• Tujuan Pembelajaran
1 - Menurut teks tentang jiwa kewirausahaan, selain bakat, apa yang harus dimiliki seseorang untuk menjadi wirausahawan sukses?
2 - Susunlah baris-baris catatan sebagai daftar JSON berisi string, satu string untuk setiap baris dan tanpa baris kosong. Mulailah dari baris catatan yang memuat "Check that every instance of the silver", termasuk baris itu sendiri, dan lanjutkan hingga baris terakhir catatan.

• Teks Bacaan
▼

Menumbuhkan Jiwa Kewirausahaan Via Pendidikan Berbasis Produksi

Menumbuhkan Jiwa Kewirausahaan Via Pendidikan Berbasis Produksi

Yogya (KR) Saat ini dunia dibuat tercengang dengan dikuasainya dunia industri oleh China. China telah mampu menguasai dunia, bahkan pengaruhnya melemahkan perekonomian negara-negara maju. Tak pelak dunia usaha dan industri di Indonesia pun mengalami tekanan yang berat. Sebagian industri harus gulung tikar karena kalah bersaing dengan produk China. Tak sedikit perusahaan yang berorientasi ekspor ke negara maju harus merumahkan karyawannya akibat kehilangan pangsa pasar di negara maju.
Keberhasilan China dalam mengembangkan dunia usaha dan industri merupakan sebuah tantangan dan peluang bagi negara kita. Kita harus mampu melahirkan Sumber Daya Manusia (SDM) yang mampu bersaing dengan negara lain. Sumber daya manusia yang memiliki jiwa wirausahalah yang diharapkan mampu menghadapi tantangan dan peluang di masa mendatang. Dengan sumber daya manusia yang memiliki jiwa wirausaha diharapkan negara kita tidak selalu tergantung kepada negara-negara industri maju, sehingga pertumbuhan Dunia Usaha/Dunia Industri akan berkembang secara dinamis.
Melahirkan sumber daya manusia yang mempunyai jiwa wirausaha memerlukan upaya yang sistematis. Jika dahulu kewirausahaan merupakan bakat bawaan sejak lahir dan diasah melalui pengalaman langsung di lapangan, maka saat ini paradigma tersebut telah bergeser. Kewirausahaan telah menjadi suatu disiplin ilmu yang mempelajari tentang nilai, kemampuan (ability) dan perilaku seseorang dalam menghadapi tantangan hidup untuk memperoleh peluang dengan berbagai risiko yang mungkin dihadapinya. Bahkan untuk menjadi wirausahawan sukses, memiliki bakat saja tidak cukup, tetapi juga harus memiliki pengetahuan dan keterampilan dalam segala aspek usaha yang akan ditekuninya, antara lain kemampuan mengambil keputusan, kepemimpinan teknis dan kepemimpinan managerial.

▲

• Catatan yang Disediakan

▼

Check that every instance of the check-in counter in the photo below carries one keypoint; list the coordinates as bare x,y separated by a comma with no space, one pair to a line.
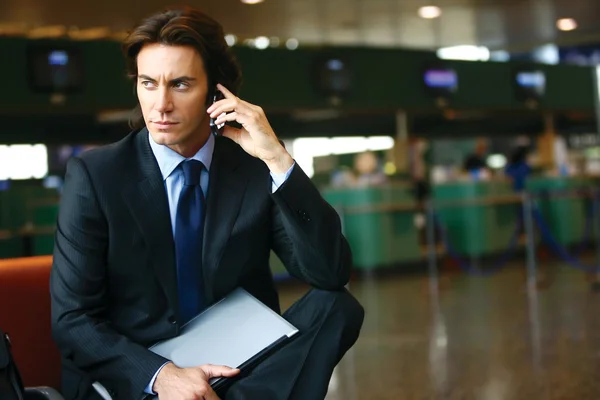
378,223
564,211
23,231
478,218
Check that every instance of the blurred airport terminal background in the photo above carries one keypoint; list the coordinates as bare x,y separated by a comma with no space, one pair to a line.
457,139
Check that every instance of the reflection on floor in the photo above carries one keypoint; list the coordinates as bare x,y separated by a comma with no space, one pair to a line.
484,338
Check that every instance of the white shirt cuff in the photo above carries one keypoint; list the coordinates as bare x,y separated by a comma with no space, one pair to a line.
151,384
279,179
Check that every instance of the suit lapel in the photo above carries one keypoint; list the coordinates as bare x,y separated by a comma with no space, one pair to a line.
147,201
227,185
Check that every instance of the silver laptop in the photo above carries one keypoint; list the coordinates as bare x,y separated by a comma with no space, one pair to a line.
238,331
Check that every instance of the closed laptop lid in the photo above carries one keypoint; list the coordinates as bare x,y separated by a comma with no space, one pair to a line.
230,333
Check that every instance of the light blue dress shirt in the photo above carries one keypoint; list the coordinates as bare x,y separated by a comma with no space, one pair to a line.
168,163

▲

• Daftar Jawaban
1 - Pengetahuan dan keterampilan dalam segala aspek usaha yang akan ditekuninya.

2 -
[
  "Check that every instance of the silver laptop in the photo above carries one keypoint; list the coordinates as bare x,y separated by a comma with no space, one pair to a line.",
  "238,331",
  "Check that every instance of the closed laptop lid in the photo above carries one keypoint; list the coordinates as bare x,y separated by a comma with no space, one pair to a line.",
  "230,333",
  "Check that every instance of the light blue dress shirt in the photo above carries one keypoint; list the coordinates as bare x,y separated by a comma with no space, one pair to a line.",
  "168,163"
]